___ SUPPLIED RECORDS ___
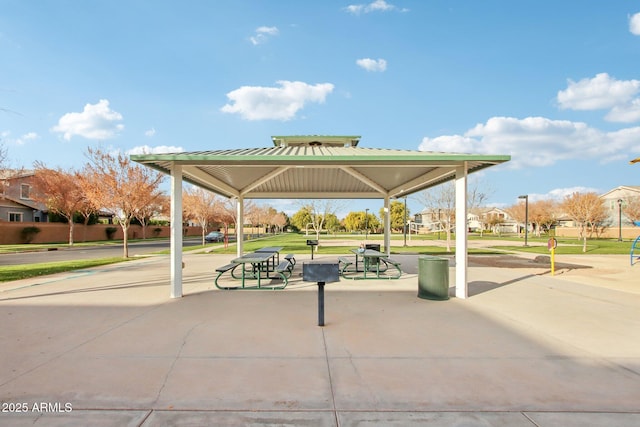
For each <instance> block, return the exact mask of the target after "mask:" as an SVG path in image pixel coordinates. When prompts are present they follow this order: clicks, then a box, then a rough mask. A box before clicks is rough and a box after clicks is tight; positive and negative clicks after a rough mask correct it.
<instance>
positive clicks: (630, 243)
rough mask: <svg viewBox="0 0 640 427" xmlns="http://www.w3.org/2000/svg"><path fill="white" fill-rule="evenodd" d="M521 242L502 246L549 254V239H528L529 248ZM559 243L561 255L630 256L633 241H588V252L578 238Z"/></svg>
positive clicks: (563, 239)
mask: <svg viewBox="0 0 640 427" xmlns="http://www.w3.org/2000/svg"><path fill="white" fill-rule="evenodd" d="M519 240H520V242H521V243H520V244H519V245H513V246H500V248H502V249H505V250H510V251H514V252H530V253H540V254H548V253H549V249H547V241H548V240H549V238H548V237H542V238H534V239H528V244H529V246H527V247H525V246H524V241H523V240H522V239H519ZM556 240H557V241H558V247H557V248H556V254H559V255H580V254H585V255H628V254H629V253H630V251H631V245H632V244H633V242H632V241H631V240H623V241H622V242H619V241H617V240H616V239H587V251H586V252H583V251H582V240H578V239H576V238H562V237H558V238H556Z"/></svg>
___
Without the pictures, set down every entry exactly.

**OUTPUT BELOW**
For each <instance> block, return the exact mask of the target after "mask:" as an SVG path in image pixel coordinates. When prompts are present they follow this order: clicks, then a box, then a rough mask. A box before clicks is rough and a box after clicks is tight; positive and negative clicks after a rough mask correct it.
<instance>
positive clicks: (630, 243)
rough mask: <svg viewBox="0 0 640 427" xmlns="http://www.w3.org/2000/svg"><path fill="white" fill-rule="evenodd" d="M521 242L502 246L549 254V239H528L529 248ZM559 243L561 255L630 256L633 241H588V252L578 238Z"/></svg>
positive clicks: (563, 239)
mask: <svg viewBox="0 0 640 427" xmlns="http://www.w3.org/2000/svg"><path fill="white" fill-rule="evenodd" d="M519 240H520V242H521V243H520V244H519V245H513V246H500V248H502V249H505V250H510V251H514V252H530V253H540V254H548V253H549V249H547V241H548V240H549V238H548V237H542V238H534V239H528V244H529V246H527V247H525V246H524V241H523V240H522V239H519ZM556 240H557V241H558V247H557V248H556V254H559V255H580V254H585V255H628V254H629V253H630V251H631V245H632V244H633V242H632V241H631V240H623V241H622V242H619V241H617V240H616V239H587V251H586V252H583V251H582V240H578V239H576V238H562V237H558V238H556Z"/></svg>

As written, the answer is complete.